Extrait choisi:
* * * * * * * * *
Le concert des oiseaux

L’ensemble La Rêveuse propose au public, une nouvelle fois, un projet protéiforme et engagé. Avec le Concert des Oiseaux, disque-livre splendide, publié chez Harmonia Mundi, l’ensemble enregistre des oeuvres des XVIIe et XVIIIe siècles témoins de la fascination des hommes pour la nature. Il met ensuite en miroir une oeuvre contemporaine composée par Vincent Bouchot, Le Carnaval des animaux en péril, comme un écho au Carnaval des animaux de Saint-Saëns.

Entretien avec Florence Bolton, directrice artistique de l’ensemble La Rêveuse

La Rêveuse est un ensemble très dynamique. Pas une seule année sans un ou plusieurs projets, qu’ils soient discographiques ou d’une autre nature. Comment élaborez-vous vos projets de façon générale ? 

Florence Bolton : Nous imaginons des tas de projets différents les uns des autres donc il est difficile de faire des généralités mais ce qui est sûr c’est que nous partons toujours d’une idée, d’une image, un tableau, parfois un souvenir ou une discussion. Cette idée va nous trotter dans la tête pour ensuite grandir et infuser tout un projet (qui peut, à l’arrivée,  avoir de nombreuses ramifications et être une construction complexe).
* * * * * * * * *
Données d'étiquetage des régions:
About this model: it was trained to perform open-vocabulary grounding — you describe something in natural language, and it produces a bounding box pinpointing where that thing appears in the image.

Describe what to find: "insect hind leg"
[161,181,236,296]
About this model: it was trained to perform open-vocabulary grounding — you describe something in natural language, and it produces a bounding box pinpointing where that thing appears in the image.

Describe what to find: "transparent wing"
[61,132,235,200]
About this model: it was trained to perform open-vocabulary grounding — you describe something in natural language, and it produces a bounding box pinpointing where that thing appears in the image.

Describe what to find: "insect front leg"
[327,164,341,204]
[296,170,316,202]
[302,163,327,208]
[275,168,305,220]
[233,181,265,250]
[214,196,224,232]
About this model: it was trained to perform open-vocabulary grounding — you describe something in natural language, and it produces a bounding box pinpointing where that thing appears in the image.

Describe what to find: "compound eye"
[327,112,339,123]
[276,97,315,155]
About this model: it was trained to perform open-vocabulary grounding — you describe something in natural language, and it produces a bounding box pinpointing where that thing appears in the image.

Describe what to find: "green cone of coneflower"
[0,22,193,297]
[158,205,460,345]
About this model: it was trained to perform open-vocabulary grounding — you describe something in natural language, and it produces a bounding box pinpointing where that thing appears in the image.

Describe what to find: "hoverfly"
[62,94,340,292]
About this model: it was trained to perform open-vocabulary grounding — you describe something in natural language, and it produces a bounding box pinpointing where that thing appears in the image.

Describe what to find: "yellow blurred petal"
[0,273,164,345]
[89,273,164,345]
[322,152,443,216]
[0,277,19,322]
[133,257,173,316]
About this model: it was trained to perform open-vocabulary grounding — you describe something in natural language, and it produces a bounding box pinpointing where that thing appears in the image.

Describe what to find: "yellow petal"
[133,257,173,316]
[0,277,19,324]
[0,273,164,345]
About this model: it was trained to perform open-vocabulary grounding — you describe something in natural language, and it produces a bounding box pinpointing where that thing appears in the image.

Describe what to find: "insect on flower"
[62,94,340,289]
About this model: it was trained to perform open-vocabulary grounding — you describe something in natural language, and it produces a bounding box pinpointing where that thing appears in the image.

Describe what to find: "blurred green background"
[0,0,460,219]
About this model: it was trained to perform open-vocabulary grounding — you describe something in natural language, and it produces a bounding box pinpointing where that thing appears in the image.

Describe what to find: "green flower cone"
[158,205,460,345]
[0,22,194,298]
* * * * * * * * *
Consignes des exercices:
a. Répondez aux questions suivantes à partir de l'extrait :
(i) Chez quel éditeur le disque-livre Le Concert des Oiseaux est-il publié ?
(ii) Qui a composé Le Carnaval des animaux en péril ?
(iii) Quelle fonction Florence Bolton occupe-t-elle au sein de l'ensemble La Rêveuse ?
b. Renvoyez à l'identique le passage de l'extrait qui va de « Florence Bolton : Nous » jusqu'à « une construction complexe). ».

Corrigé:
a.
(i) Chez Harmonia Mundi.
(ii) Vincent Bouchot.
(iii) Elle en est la directrice artistique.

b.
Florence Bolton : Nous imaginons des tas de projets différents les uns des autres donc il est difficile de faire des généralités mais ce qui est sûr c’est que nous partons toujours d’une idée, d’une image, un tableau, parfois un souvenir ou une discussion. Cette idée va nous trotter dans la tête pour ensuite grandir et infuser tout un projet (qui peut, à l’arrivée,  avoir de nombreuses ramifications et être une construction complexe).